■ Written tasks
A) Duplicate the passage of the essay that starts at "Adult me knows: Less" and ends at "a sunny day.", keeping every word and punctuation mark unchanged.
B) In the essay, list the tasks the chambermaid would do after coming in.

■ Article
*-*-*
Recently, I wrote this note.
Child me: Will I be punished for mistakes? Of course I’ll be.
Never thought ahead: … or am I safe just trying my first little steps?
What if these first little steps didn’t matter half as much as I thought?
…
Well, what if…?
Adult me knows: Less than 10% of this effort of overthinking, taken away by an answer not at all punishing, but inviting, might have been enough to fix it.
Might be that I’d have been less picky about things I didn’t know at full detail first.
Might be that “just wing it” would have become my default setting to face everyday’s little hurdles…
Instead I kept tense until it looked like restraint where it was just a habit to avoid a danger which now almost feels like the risk of rain on a sunny day.
A danger of saying a wrong word.
A danger of embarrassment.
A danger of… showing up at all?
Well, what if…?
Let’s imagine.
Vacation in the mountains. Breakfast was finished, but time refused to pass. A valley out of reach under the rainclouds looking like fog made staying inside not only a choice, but the only way to exist, an unwritten constraint that was not ever put into question.
Pastel tablecloths dotted with a few breadcrumbs, footsteps up, arranging ordinary things at fresh air smelling like forest and yesterday’s rain, then toothpaste marks slowly drying in the bathroom before the chambermaid would come and wipe away what we left, tuck the sheets in at edges, fold the pillows.
Feet in slippers or sandals tiptoeing on carpeted staircases, down again. This time though, we were not coming down with empty hands, but carrying some outworn day planner for taking notes and some games we could be playing for hours, only pausing it when it would be time for lunch. No newspapers to read, nothing else to do… Fingers learning something new which felt like a habit before my brain could catch up with anything else that mattered.
Waitress: Everything alright, some coffee, or another lemonade, Miss?
Me, focused on the next chopstick to pick off the heap, shaking head: No.
No, thanks would be too much of talking.
Not needed, so why?
We went on playing.
Sun gently broke through the clouds for a moment,
shedding light on the decoration near the wall,
unseen.
Next stick to pick, jittered.
Oops, your turn now.
Minutes went by.
The music filled the almost empty room
without ever asking why
or what to play.
Local sounds of accordions and brass band music,
interspersed with news reports.
News for us? Not yet.
Did I listen?
Did I understand what it was about?
Not much yet.
Only a bit…
Mountain street was still closed.
The middle of our table got empty.
Time to count the points.
The warm sun dried the last few drops on any surface that mattered.
Birds were chirping, and some guests were sitting outside.
Another turn?
Or what about playing outside a bit?
Look, there’s a swing!
No discussion.
*-*-*
■ Rows

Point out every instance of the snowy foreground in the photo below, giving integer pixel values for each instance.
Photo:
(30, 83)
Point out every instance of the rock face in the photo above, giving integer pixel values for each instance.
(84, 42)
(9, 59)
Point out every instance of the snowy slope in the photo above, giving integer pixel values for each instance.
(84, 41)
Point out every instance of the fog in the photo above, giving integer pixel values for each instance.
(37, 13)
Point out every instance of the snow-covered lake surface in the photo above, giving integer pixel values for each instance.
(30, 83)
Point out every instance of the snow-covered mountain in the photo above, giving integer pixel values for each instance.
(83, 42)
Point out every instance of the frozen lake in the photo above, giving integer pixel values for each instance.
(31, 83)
*-*-*
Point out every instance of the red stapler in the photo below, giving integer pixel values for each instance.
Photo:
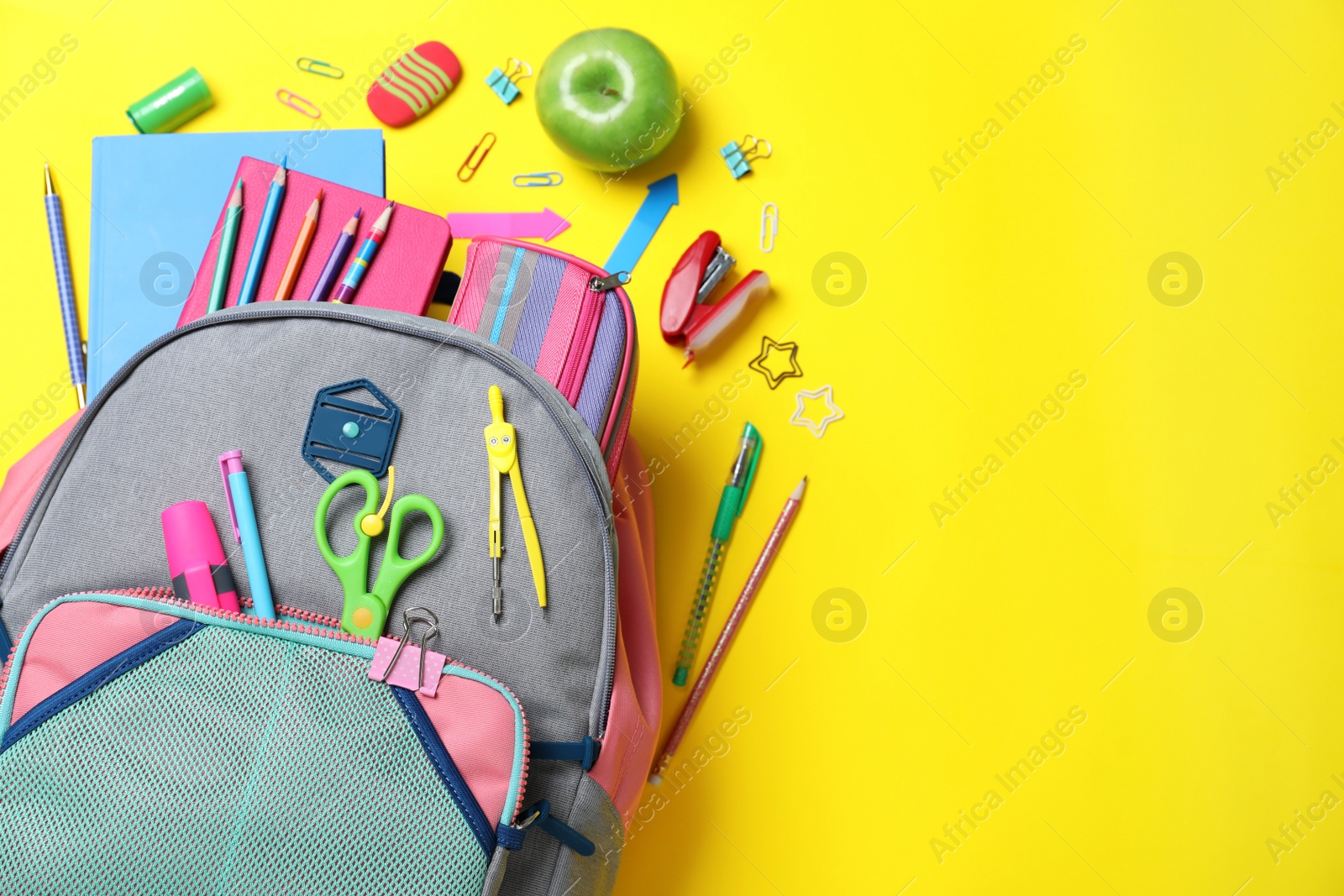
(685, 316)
*-*-*
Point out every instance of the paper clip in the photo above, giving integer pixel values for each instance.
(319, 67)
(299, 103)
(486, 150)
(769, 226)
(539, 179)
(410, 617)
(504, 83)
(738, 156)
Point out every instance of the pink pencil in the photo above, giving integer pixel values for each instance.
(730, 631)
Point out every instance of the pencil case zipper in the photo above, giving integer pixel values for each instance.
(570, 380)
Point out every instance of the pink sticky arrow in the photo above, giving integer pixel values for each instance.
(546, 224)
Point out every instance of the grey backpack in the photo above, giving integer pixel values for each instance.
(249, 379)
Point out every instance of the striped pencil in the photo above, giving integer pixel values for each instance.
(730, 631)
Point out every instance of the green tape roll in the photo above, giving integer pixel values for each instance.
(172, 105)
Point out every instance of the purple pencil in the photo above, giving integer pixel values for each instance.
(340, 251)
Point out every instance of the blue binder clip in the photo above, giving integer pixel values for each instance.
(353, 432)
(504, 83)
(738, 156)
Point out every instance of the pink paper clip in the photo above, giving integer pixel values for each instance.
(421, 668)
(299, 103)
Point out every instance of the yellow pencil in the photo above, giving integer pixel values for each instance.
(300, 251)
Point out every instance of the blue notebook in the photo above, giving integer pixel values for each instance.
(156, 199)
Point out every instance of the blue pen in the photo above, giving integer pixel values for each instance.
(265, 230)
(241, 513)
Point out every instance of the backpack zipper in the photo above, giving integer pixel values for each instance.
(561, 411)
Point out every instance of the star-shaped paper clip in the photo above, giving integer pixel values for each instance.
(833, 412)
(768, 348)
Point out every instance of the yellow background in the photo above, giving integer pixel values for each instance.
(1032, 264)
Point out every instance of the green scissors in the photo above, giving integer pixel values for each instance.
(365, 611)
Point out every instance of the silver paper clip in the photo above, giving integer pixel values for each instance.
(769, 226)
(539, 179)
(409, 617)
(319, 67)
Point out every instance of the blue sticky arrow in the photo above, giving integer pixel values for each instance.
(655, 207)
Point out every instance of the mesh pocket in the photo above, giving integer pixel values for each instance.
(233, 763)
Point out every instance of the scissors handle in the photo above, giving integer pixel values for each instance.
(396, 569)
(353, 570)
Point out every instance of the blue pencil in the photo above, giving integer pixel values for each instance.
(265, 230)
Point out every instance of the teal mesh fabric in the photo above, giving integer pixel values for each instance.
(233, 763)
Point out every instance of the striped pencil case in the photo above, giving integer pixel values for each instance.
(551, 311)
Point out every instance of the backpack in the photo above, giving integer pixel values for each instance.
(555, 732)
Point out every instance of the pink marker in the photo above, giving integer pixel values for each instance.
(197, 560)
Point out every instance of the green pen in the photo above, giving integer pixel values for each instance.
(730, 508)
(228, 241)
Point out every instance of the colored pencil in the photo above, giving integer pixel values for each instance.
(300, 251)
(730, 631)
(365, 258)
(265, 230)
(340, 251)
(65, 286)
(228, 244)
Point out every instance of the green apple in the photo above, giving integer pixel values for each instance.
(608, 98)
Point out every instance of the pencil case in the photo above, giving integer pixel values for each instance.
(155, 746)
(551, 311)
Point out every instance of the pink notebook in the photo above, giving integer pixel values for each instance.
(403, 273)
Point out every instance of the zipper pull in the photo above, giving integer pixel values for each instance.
*-*-*
■ Expected responses
A)
Adult me knows: Less than 10% of this effort of overthinking, taken away by an answer not at all punishing, but inviting, might have been enough to fix it.
Might be that I’d have been less picky about things I didn’t know at full detail first.
Might be that “just wing it” would have become my default setting to face everyday’s little hurdles…
Instead I kept tense until it looked like restraint where it was just a habit to avoid a danger which now almost feels like the risk of rain on a sunny day.

B)
- wipe away what we left
- tuck the sheets in at edges
- fold the pillows